■ OBJECTIVE
List every line in the listing below that contains the word "headboard".
--
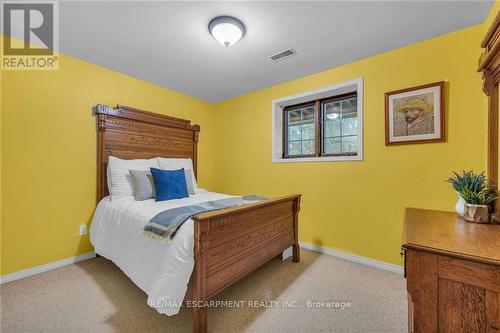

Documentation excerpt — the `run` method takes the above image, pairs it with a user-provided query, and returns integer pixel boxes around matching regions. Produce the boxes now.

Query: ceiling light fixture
[208,16,245,47]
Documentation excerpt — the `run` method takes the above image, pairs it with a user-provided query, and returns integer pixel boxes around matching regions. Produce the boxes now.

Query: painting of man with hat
[394,94,434,136]
[385,82,444,145]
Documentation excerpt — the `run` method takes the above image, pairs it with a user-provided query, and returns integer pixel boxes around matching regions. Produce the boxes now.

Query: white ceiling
[59,1,492,102]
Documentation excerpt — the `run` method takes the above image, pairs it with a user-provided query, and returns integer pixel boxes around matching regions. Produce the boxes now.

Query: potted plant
[447,171,496,223]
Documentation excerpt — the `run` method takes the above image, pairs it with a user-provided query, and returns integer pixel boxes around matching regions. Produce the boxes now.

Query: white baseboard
[299,242,403,275]
[0,252,95,284]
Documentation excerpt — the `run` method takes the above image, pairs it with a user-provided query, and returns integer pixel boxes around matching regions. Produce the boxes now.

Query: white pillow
[158,157,198,194]
[108,156,159,198]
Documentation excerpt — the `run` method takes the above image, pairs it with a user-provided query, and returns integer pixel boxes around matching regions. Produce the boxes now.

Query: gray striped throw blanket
[144,195,266,242]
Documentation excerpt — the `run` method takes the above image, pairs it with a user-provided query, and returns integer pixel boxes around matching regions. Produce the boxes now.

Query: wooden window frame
[282,91,359,159]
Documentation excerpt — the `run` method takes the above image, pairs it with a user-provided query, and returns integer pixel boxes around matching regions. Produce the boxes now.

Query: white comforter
[90,190,230,316]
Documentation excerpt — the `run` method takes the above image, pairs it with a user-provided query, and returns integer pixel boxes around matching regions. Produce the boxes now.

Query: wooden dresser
[402,208,500,333]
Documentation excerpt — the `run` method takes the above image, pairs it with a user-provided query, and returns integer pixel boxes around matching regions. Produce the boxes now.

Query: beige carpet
[0,250,407,333]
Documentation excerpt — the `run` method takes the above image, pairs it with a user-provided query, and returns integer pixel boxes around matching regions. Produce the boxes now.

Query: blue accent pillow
[150,168,189,201]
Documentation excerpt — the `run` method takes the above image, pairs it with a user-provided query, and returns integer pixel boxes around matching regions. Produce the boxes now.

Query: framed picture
[385,81,445,146]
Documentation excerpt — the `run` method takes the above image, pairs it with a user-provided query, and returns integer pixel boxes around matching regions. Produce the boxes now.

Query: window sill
[273,155,363,163]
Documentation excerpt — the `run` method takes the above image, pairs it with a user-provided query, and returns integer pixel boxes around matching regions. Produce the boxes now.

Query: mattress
[90,189,230,316]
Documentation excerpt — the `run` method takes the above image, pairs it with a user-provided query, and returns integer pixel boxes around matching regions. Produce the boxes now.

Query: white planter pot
[455,193,465,216]
[464,204,490,223]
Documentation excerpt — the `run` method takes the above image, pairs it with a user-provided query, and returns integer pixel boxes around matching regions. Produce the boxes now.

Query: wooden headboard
[94,104,200,201]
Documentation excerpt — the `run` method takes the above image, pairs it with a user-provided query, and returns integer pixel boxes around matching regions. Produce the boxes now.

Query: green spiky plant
[447,170,497,205]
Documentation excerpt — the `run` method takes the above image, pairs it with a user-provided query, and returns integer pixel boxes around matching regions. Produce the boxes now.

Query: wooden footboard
[94,104,300,332]
[188,194,300,332]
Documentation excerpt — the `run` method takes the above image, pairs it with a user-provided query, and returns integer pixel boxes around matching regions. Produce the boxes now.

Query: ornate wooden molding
[478,9,500,223]
[94,104,200,201]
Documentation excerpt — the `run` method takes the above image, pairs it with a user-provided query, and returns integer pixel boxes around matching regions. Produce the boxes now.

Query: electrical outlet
[80,224,87,236]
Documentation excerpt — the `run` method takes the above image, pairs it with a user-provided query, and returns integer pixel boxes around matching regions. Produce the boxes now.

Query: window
[273,79,363,162]
[283,93,358,158]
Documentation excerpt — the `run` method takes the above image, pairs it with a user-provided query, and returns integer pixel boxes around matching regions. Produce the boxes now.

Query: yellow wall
[215,25,487,264]
[0,3,499,275]
[1,50,214,274]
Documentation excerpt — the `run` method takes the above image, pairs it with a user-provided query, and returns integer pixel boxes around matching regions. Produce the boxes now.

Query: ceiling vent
[269,48,297,61]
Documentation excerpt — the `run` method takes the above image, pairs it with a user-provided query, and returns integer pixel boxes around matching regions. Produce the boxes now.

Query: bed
[91,104,300,332]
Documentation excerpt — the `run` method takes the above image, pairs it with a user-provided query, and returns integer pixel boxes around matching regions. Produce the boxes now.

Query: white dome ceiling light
[208,16,245,47]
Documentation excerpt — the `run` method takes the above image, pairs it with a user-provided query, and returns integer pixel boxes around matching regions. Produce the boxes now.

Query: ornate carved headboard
[94,104,200,201]
[478,12,500,220]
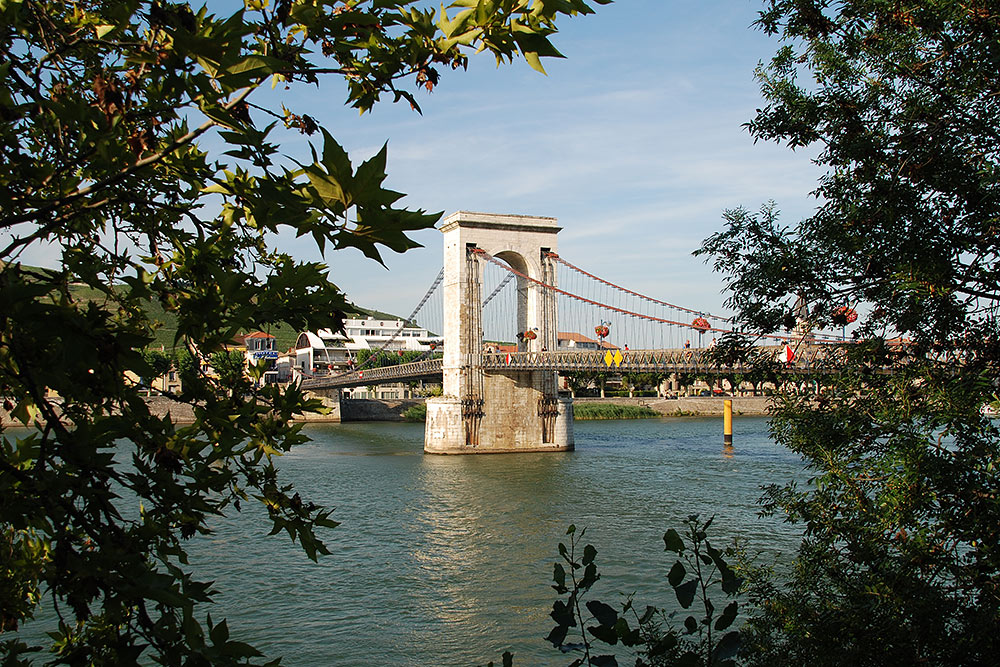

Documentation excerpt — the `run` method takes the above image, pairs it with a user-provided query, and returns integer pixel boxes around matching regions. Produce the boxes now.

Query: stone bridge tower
[424,211,573,454]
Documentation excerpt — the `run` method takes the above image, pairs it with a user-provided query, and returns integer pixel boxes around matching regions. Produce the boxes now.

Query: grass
[573,403,660,420]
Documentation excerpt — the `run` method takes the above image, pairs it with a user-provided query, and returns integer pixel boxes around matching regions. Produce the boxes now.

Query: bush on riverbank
[573,403,660,419]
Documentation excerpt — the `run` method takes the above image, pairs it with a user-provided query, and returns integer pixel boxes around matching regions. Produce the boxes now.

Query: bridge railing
[302,345,856,389]
[469,345,843,373]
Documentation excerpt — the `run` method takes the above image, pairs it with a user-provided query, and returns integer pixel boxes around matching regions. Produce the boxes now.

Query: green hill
[10,265,403,352]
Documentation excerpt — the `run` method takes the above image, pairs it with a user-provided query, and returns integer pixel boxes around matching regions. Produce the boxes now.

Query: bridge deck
[302,347,829,389]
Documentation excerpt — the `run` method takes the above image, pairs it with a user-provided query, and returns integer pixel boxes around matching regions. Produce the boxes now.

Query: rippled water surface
[186,418,801,666]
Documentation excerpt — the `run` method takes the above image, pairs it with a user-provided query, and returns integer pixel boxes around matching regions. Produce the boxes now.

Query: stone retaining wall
[573,396,771,416]
[0,396,771,426]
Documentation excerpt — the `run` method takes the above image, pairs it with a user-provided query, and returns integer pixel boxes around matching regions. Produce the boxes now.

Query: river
[178,418,802,667]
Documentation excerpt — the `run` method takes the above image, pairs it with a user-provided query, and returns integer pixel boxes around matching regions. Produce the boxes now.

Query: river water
[178,417,802,667]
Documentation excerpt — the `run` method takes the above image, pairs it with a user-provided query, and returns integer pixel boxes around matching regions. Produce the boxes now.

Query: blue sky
[9,0,819,324]
[270,0,819,315]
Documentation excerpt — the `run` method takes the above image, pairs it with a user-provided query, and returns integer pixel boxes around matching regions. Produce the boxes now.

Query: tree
[699,0,1000,665]
[0,0,606,664]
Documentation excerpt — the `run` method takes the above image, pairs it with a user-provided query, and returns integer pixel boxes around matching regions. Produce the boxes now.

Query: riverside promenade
[0,396,771,427]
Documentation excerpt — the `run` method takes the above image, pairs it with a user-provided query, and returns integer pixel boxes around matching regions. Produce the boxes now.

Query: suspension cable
[547,252,732,324]
[469,248,844,342]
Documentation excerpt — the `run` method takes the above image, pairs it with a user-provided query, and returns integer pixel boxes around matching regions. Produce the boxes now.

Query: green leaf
[674,579,698,609]
[667,561,687,588]
[715,600,739,630]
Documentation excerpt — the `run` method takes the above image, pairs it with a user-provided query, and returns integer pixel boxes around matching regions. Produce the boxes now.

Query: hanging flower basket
[833,306,858,326]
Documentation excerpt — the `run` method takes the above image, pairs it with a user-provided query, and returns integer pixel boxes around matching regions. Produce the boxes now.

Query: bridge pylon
[424,211,573,454]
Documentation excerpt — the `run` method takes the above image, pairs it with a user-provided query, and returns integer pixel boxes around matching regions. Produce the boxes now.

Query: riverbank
[573,396,771,417]
[0,396,771,426]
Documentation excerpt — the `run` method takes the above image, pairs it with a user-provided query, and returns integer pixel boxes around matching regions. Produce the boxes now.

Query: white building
[294,318,444,398]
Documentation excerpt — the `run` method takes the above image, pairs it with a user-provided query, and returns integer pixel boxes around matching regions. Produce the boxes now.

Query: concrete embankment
[573,396,771,417]
[0,396,771,426]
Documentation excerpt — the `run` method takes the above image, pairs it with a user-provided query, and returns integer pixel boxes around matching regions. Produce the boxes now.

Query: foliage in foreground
[699,0,1000,666]
[0,0,606,665]
[546,516,741,667]
[573,403,660,419]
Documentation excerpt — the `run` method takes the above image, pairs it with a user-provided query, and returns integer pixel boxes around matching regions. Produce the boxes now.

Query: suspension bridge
[302,211,840,453]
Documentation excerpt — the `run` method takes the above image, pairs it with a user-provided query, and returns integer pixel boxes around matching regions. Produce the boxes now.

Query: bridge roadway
[302,346,833,390]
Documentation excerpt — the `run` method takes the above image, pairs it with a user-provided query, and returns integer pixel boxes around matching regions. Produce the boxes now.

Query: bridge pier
[424,372,574,454]
[424,211,574,454]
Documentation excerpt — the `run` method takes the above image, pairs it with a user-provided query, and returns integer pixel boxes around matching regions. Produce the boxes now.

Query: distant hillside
[59,285,403,352]
[11,265,403,352]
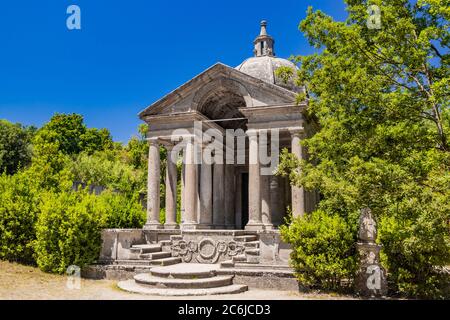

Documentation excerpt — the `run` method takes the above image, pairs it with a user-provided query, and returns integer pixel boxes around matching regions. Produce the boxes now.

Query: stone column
[164,146,178,229]
[234,170,244,229]
[182,137,198,229]
[290,129,305,217]
[245,130,264,230]
[224,164,236,229]
[144,139,163,229]
[261,169,273,229]
[180,148,186,223]
[270,175,285,226]
[199,146,213,229]
[213,163,225,229]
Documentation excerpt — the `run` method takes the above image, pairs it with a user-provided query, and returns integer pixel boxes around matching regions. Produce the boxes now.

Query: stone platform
[118,263,248,296]
[82,229,298,295]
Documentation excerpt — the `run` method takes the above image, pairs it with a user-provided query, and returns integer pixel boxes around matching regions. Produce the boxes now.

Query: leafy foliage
[279,0,450,297]
[34,191,107,274]
[280,210,358,290]
[0,173,40,263]
[0,120,35,174]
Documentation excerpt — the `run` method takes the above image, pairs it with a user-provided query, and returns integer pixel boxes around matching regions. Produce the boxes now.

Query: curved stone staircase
[118,263,248,296]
--
■ FULL OUTPUT
Query: wooden headboard
Query: ornate carved headboard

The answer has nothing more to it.